▶ **Exercise details**
Retype each line of the data below exactly, beginning with the first and ending with the one that contains "Target: branch". Pictures do not belong in the copy.

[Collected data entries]
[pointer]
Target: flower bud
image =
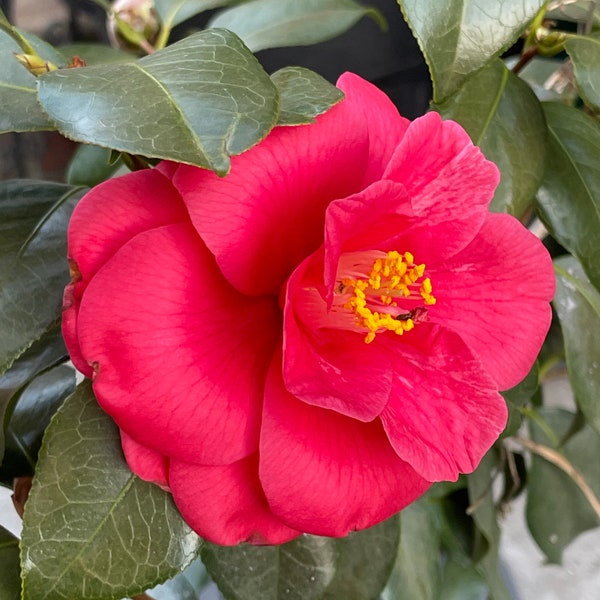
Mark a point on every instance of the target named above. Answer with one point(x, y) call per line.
point(133, 24)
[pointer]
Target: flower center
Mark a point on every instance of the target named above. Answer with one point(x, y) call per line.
point(393, 279)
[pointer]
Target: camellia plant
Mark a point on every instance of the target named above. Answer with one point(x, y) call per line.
point(312, 336)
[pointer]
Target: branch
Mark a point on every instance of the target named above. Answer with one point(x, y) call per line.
point(562, 463)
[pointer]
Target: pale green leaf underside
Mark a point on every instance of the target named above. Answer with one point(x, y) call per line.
point(502, 116)
point(198, 101)
point(304, 95)
point(458, 37)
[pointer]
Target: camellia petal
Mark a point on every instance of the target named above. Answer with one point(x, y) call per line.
point(116, 211)
point(386, 126)
point(146, 463)
point(226, 504)
point(448, 178)
point(444, 412)
point(161, 307)
point(276, 194)
point(306, 344)
point(325, 473)
point(496, 296)
point(105, 219)
point(329, 368)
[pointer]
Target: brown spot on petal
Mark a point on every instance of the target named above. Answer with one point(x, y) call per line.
point(74, 271)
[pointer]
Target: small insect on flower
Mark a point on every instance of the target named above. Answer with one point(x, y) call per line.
point(418, 315)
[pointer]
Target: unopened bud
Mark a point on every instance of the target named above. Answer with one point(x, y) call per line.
point(133, 24)
point(550, 42)
point(35, 64)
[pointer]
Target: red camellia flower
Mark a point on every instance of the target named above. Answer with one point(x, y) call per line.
point(306, 344)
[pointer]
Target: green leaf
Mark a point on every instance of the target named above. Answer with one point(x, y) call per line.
point(174, 12)
point(33, 265)
point(486, 519)
point(585, 55)
point(187, 585)
point(574, 10)
point(502, 115)
point(577, 304)
point(276, 23)
point(304, 95)
point(43, 354)
point(517, 397)
point(569, 197)
point(20, 108)
point(462, 582)
point(198, 101)
point(459, 37)
point(10, 581)
point(91, 528)
point(91, 165)
point(34, 408)
point(298, 570)
point(365, 563)
point(539, 71)
point(557, 510)
point(309, 567)
point(416, 573)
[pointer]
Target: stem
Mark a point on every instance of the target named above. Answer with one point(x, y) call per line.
point(562, 463)
point(163, 36)
point(525, 58)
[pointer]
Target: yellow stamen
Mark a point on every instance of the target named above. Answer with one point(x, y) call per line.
point(391, 276)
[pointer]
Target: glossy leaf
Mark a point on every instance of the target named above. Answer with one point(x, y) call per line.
point(95, 54)
point(299, 570)
point(569, 197)
point(10, 582)
point(187, 585)
point(304, 95)
point(309, 567)
point(557, 510)
point(502, 116)
point(198, 101)
point(91, 165)
point(366, 560)
point(46, 352)
point(486, 519)
point(91, 528)
point(517, 397)
point(585, 55)
point(276, 23)
point(174, 12)
point(577, 304)
point(416, 572)
point(20, 108)
point(463, 583)
point(459, 37)
point(34, 408)
point(33, 267)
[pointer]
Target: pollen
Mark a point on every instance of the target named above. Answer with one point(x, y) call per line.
point(373, 298)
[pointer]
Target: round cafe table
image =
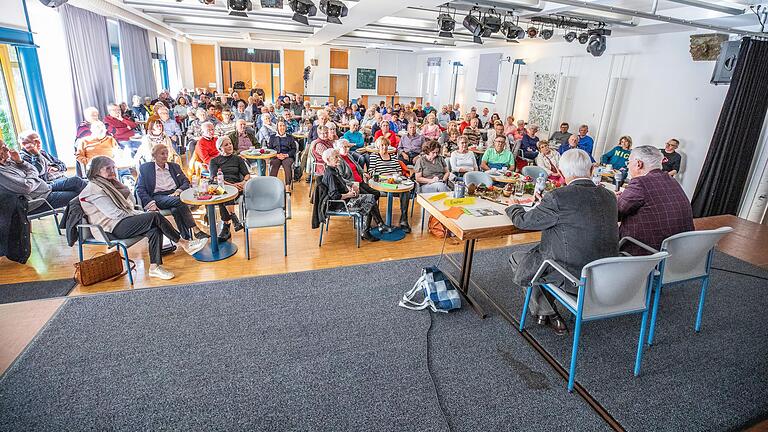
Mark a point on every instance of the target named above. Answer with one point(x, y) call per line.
point(260, 158)
point(214, 251)
point(388, 232)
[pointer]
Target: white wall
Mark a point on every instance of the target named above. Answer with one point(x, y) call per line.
point(661, 93)
point(57, 77)
point(13, 15)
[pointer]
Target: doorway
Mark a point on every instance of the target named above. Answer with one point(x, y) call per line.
point(387, 85)
point(340, 87)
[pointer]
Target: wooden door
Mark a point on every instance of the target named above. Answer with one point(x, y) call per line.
point(340, 87)
point(387, 85)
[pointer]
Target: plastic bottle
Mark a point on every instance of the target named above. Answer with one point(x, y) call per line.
point(541, 184)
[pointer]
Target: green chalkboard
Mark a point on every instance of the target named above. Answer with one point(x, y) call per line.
point(366, 79)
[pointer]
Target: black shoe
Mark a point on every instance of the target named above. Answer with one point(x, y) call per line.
point(236, 222)
point(225, 235)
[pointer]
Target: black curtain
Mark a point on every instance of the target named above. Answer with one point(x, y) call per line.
point(726, 168)
point(250, 55)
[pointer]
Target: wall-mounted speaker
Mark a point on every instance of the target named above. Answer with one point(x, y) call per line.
point(726, 62)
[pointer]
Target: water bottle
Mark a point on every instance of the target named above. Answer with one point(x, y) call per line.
point(541, 184)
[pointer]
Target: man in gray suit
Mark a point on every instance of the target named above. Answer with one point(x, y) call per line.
point(578, 224)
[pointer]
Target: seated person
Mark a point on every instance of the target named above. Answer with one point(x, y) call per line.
point(155, 136)
point(653, 206)
point(124, 128)
point(529, 142)
point(572, 234)
point(618, 156)
point(463, 160)
point(354, 136)
point(49, 168)
point(338, 189)
point(549, 160)
point(672, 159)
point(410, 144)
point(384, 131)
point(431, 170)
point(21, 178)
point(159, 185)
point(242, 138)
point(498, 157)
point(383, 164)
point(109, 204)
point(97, 143)
point(472, 132)
point(285, 145)
point(236, 173)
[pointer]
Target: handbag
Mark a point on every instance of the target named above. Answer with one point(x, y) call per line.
point(439, 294)
point(106, 266)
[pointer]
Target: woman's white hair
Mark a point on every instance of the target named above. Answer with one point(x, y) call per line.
point(575, 163)
point(649, 155)
point(328, 153)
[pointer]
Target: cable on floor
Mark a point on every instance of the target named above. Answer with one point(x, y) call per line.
point(740, 273)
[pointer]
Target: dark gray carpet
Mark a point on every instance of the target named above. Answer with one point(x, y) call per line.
point(712, 381)
point(12, 293)
point(324, 350)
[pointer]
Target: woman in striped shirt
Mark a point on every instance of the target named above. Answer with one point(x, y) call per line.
point(384, 164)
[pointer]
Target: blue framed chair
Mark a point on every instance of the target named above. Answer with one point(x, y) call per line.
point(608, 288)
point(690, 259)
point(264, 205)
point(85, 235)
point(47, 210)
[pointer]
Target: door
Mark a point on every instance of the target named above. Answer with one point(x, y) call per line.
point(387, 85)
point(340, 87)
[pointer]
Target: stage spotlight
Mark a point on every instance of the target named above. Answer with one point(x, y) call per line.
point(446, 24)
point(301, 10)
point(238, 7)
point(333, 10)
point(597, 45)
point(491, 23)
point(472, 23)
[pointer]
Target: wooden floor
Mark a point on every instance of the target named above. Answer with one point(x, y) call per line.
point(52, 259)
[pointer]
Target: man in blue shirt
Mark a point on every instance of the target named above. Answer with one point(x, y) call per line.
point(586, 142)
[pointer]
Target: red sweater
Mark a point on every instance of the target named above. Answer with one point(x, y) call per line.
point(206, 149)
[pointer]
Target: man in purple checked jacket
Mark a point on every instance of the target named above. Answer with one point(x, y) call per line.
point(653, 206)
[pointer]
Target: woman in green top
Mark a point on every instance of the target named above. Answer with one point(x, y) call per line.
point(498, 156)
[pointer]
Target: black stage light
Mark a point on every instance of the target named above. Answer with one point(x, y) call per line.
point(472, 23)
point(597, 45)
point(238, 7)
point(301, 10)
point(333, 10)
point(446, 24)
point(491, 23)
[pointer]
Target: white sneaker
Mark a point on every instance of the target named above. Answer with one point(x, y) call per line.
point(160, 272)
point(194, 246)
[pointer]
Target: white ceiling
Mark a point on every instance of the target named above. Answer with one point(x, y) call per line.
point(412, 26)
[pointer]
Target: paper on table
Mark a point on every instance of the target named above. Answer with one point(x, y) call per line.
point(438, 197)
point(453, 212)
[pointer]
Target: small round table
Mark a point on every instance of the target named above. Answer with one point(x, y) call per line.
point(260, 158)
point(388, 232)
point(215, 251)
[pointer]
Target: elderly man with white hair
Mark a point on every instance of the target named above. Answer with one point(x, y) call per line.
point(578, 225)
point(654, 205)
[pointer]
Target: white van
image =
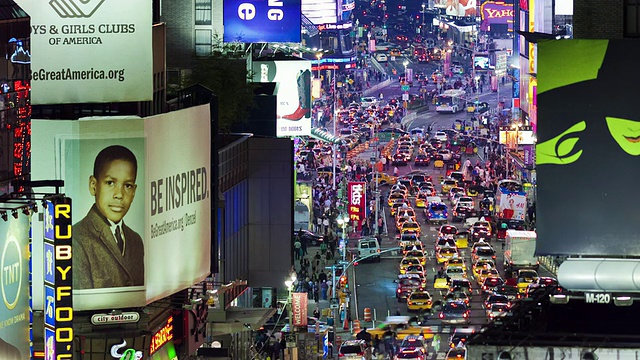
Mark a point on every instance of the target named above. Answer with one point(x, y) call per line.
point(369, 247)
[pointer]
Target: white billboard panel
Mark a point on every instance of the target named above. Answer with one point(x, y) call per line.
point(150, 176)
point(90, 51)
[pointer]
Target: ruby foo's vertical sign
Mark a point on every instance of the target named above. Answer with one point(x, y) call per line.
point(58, 332)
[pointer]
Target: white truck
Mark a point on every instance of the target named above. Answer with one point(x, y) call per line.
point(519, 251)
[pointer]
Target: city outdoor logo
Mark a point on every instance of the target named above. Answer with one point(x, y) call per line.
point(75, 8)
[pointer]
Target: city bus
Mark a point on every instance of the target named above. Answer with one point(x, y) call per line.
point(452, 101)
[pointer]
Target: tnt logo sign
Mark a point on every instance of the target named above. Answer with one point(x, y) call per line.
point(11, 276)
point(247, 11)
point(75, 8)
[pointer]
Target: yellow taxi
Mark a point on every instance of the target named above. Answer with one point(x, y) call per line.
point(445, 254)
point(406, 212)
point(417, 254)
point(418, 270)
point(441, 283)
point(480, 265)
point(421, 199)
point(455, 262)
point(447, 184)
point(485, 273)
point(407, 246)
point(395, 196)
point(410, 226)
point(406, 262)
point(419, 300)
point(402, 326)
point(400, 221)
point(384, 178)
point(401, 203)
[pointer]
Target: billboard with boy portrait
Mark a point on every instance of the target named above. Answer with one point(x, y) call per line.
point(141, 203)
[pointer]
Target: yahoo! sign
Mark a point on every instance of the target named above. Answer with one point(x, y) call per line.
point(252, 21)
point(496, 12)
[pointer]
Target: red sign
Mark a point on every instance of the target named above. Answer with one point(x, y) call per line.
point(357, 202)
point(299, 309)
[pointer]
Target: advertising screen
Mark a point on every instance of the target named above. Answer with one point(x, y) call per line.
point(496, 12)
point(293, 91)
point(457, 7)
point(252, 21)
point(14, 282)
point(141, 228)
point(320, 11)
point(90, 51)
point(508, 135)
point(588, 143)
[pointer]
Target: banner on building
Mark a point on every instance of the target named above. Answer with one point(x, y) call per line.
point(90, 51)
point(299, 310)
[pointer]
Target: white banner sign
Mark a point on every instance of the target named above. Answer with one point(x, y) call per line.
point(90, 50)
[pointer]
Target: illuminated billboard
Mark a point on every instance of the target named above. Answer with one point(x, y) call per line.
point(496, 12)
point(293, 91)
point(14, 283)
point(481, 62)
point(321, 11)
point(457, 7)
point(90, 51)
point(512, 136)
point(141, 228)
point(251, 21)
point(588, 148)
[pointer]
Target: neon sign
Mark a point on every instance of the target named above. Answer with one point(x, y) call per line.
point(127, 354)
point(162, 336)
point(58, 280)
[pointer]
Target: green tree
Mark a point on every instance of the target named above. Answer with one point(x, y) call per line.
point(225, 73)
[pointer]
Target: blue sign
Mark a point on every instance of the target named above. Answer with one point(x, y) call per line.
point(251, 21)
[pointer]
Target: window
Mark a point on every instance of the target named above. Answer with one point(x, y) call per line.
point(203, 42)
point(203, 12)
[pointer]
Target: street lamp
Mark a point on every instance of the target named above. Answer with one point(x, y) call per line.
point(343, 221)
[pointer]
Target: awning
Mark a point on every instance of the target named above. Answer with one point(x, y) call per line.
point(325, 136)
point(235, 320)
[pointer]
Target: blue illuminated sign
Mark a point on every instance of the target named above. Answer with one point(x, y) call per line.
point(250, 21)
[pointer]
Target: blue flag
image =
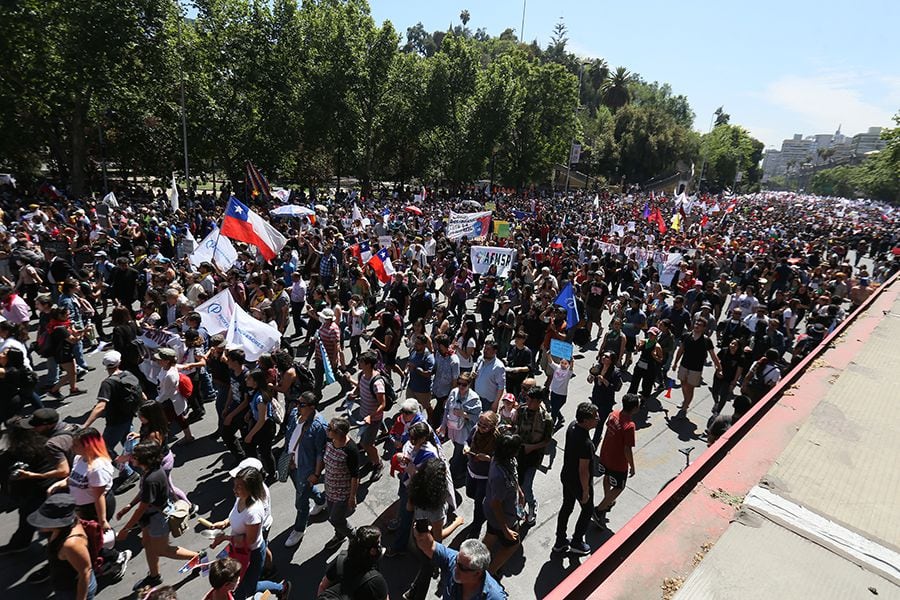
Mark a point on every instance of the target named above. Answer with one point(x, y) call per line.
point(566, 299)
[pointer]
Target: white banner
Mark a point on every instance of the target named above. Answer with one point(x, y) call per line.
point(485, 256)
point(214, 248)
point(667, 273)
point(471, 225)
point(252, 335)
point(162, 338)
point(215, 313)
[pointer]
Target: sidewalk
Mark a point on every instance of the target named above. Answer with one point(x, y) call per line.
point(804, 505)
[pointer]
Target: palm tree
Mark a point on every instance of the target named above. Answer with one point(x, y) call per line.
point(597, 73)
point(615, 89)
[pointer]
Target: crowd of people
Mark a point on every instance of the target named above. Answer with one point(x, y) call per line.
point(443, 376)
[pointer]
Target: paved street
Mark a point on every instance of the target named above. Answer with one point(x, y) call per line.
point(529, 574)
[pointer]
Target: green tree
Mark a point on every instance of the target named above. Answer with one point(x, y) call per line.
point(728, 150)
point(650, 142)
point(66, 64)
point(615, 89)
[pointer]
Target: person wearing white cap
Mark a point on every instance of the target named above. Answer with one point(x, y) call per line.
point(118, 400)
point(328, 339)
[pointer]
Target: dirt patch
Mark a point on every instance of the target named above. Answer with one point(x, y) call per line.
point(670, 587)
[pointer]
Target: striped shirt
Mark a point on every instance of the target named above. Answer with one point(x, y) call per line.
point(330, 336)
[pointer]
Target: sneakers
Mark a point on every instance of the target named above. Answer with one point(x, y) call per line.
point(122, 564)
point(127, 484)
point(334, 543)
point(8, 549)
point(579, 549)
point(295, 538)
point(40, 576)
point(149, 581)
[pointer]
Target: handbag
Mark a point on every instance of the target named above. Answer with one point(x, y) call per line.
point(242, 555)
point(283, 465)
point(177, 517)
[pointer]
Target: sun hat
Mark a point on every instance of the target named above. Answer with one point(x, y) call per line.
point(57, 511)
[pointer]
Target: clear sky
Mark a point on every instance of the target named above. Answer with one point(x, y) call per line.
point(778, 67)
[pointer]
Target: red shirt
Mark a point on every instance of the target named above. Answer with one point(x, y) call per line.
point(619, 435)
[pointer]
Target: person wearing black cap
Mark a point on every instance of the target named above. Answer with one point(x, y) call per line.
point(71, 572)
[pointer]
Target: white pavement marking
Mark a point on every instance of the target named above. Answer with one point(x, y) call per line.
point(826, 533)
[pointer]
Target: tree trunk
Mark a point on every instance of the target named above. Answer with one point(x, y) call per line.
point(78, 146)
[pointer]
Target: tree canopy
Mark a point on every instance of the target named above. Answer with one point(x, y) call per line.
point(313, 90)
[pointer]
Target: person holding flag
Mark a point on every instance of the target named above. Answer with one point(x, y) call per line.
point(328, 350)
point(242, 224)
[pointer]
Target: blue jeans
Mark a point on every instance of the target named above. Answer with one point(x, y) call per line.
point(249, 582)
point(78, 352)
point(52, 377)
point(405, 518)
point(221, 397)
point(305, 492)
point(114, 435)
point(527, 482)
point(556, 404)
point(71, 595)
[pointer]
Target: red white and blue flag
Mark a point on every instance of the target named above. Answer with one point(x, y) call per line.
point(381, 264)
point(242, 224)
point(362, 252)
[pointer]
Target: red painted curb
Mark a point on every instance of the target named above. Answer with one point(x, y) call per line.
point(583, 582)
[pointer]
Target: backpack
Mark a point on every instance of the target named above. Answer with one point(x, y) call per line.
point(128, 398)
point(336, 590)
point(101, 559)
point(390, 396)
point(304, 381)
point(43, 346)
point(185, 385)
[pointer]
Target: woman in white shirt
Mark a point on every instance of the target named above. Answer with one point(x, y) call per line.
point(465, 346)
point(90, 478)
point(246, 542)
point(461, 412)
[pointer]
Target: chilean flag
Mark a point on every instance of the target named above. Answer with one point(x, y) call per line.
point(242, 224)
point(381, 263)
point(362, 252)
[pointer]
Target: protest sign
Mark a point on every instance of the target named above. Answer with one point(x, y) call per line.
point(471, 225)
point(485, 256)
point(214, 248)
point(561, 349)
point(252, 335)
point(215, 313)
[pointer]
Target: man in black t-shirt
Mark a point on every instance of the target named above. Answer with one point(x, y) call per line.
point(577, 479)
point(118, 400)
point(695, 347)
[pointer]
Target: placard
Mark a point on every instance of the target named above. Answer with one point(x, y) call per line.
point(561, 349)
point(485, 256)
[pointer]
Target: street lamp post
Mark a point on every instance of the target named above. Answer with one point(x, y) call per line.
point(574, 127)
point(703, 164)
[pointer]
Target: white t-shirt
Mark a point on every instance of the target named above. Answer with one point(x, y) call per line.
point(82, 477)
point(254, 514)
point(465, 363)
point(560, 382)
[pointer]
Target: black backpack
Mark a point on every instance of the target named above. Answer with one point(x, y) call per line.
point(337, 591)
point(390, 396)
point(128, 393)
point(304, 381)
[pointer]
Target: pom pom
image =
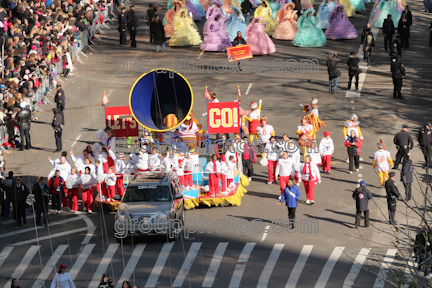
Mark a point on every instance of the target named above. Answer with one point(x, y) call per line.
point(96, 147)
point(99, 134)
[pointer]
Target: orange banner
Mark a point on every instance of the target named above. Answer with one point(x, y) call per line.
point(236, 53)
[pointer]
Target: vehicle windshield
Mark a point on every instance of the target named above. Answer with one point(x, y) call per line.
point(147, 193)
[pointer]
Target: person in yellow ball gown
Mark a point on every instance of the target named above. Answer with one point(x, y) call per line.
point(264, 11)
point(185, 30)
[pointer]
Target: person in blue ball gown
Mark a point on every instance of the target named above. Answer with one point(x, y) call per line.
point(387, 7)
point(309, 35)
point(323, 12)
point(236, 23)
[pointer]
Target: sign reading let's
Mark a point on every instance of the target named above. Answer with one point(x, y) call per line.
point(120, 119)
point(223, 117)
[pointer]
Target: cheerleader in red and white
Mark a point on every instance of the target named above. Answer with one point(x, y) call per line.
point(143, 161)
point(111, 180)
point(310, 176)
point(285, 169)
point(188, 166)
point(214, 169)
point(72, 185)
point(87, 181)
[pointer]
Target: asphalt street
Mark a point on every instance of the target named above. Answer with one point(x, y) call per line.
point(331, 254)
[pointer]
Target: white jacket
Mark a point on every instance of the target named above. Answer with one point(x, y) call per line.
point(326, 147)
point(210, 168)
point(154, 160)
point(62, 280)
point(285, 167)
point(231, 166)
point(270, 154)
point(315, 172)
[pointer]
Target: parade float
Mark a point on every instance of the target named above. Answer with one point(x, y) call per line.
point(160, 102)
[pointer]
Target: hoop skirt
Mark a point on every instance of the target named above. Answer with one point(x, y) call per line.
point(260, 42)
point(288, 27)
point(358, 5)
point(308, 34)
point(265, 13)
point(185, 32)
point(216, 38)
point(340, 27)
point(235, 24)
point(324, 11)
point(349, 8)
point(385, 8)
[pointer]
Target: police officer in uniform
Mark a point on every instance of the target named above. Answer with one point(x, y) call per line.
point(132, 25)
point(60, 99)
point(58, 130)
point(404, 143)
point(7, 186)
point(122, 26)
point(23, 121)
point(392, 197)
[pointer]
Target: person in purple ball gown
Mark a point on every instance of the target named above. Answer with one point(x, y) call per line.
point(340, 27)
point(216, 38)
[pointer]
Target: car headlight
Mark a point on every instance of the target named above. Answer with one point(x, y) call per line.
point(165, 215)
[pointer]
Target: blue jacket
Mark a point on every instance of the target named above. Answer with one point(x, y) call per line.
point(291, 196)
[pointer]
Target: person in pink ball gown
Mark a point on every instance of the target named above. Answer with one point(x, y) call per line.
point(260, 42)
point(288, 25)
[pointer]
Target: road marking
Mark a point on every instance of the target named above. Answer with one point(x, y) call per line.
point(239, 270)
point(19, 271)
point(49, 237)
point(247, 91)
point(355, 269)
point(271, 262)
point(160, 263)
point(82, 258)
point(76, 140)
point(133, 261)
point(265, 233)
point(187, 264)
point(103, 265)
point(298, 267)
point(328, 268)
point(13, 233)
point(5, 253)
point(214, 264)
point(385, 266)
point(51, 264)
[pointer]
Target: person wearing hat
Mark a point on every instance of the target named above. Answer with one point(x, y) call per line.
point(404, 142)
point(382, 162)
point(122, 20)
point(326, 149)
point(19, 201)
point(424, 137)
point(62, 278)
point(58, 130)
point(362, 197)
point(132, 24)
point(398, 73)
point(392, 196)
point(60, 99)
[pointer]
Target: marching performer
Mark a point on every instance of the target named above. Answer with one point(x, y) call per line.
point(254, 119)
point(326, 149)
point(272, 159)
point(306, 134)
point(285, 169)
point(213, 168)
point(310, 176)
point(382, 162)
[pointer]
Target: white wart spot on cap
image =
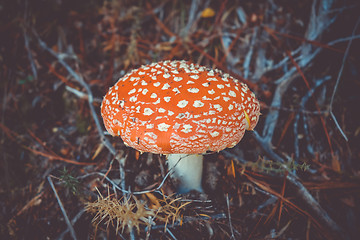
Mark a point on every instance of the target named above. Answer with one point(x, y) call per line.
point(214, 134)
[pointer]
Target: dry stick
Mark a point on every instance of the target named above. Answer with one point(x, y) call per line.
point(338, 80)
point(302, 191)
point(72, 231)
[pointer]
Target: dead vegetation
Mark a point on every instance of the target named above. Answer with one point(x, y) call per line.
point(295, 177)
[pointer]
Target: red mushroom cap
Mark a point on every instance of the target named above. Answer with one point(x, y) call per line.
point(179, 107)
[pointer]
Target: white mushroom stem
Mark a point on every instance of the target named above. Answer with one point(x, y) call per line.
point(187, 169)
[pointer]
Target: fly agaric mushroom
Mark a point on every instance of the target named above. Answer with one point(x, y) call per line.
point(182, 110)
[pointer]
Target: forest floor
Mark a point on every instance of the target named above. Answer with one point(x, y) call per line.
point(297, 176)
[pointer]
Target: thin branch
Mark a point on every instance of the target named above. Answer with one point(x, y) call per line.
point(229, 216)
point(338, 80)
point(71, 229)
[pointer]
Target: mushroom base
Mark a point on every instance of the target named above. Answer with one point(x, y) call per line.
point(187, 170)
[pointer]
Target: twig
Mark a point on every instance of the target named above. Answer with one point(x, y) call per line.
point(73, 221)
point(71, 229)
point(302, 191)
point(338, 80)
point(26, 42)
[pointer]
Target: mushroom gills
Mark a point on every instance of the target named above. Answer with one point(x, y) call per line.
point(187, 170)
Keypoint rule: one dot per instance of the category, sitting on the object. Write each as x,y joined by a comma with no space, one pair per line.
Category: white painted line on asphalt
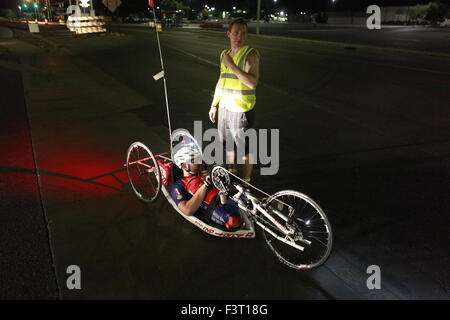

▶ **The answer**
[pointer]
Target: flower bud
image =
Mark a point on every instance of the target named above. Answer with one point(x, y) call per line.
point(133, 24)
[pointer]
Target: flower center
Mark a point on every instance of the target named above. Answer with one point(x, y) call per line.
point(393, 279)
[pointer]
Target: camellia plant
Mark a point on every instance of the target named above. Answer with one point(x, y) call per line.
point(312, 336)
[pointer]
Target: branch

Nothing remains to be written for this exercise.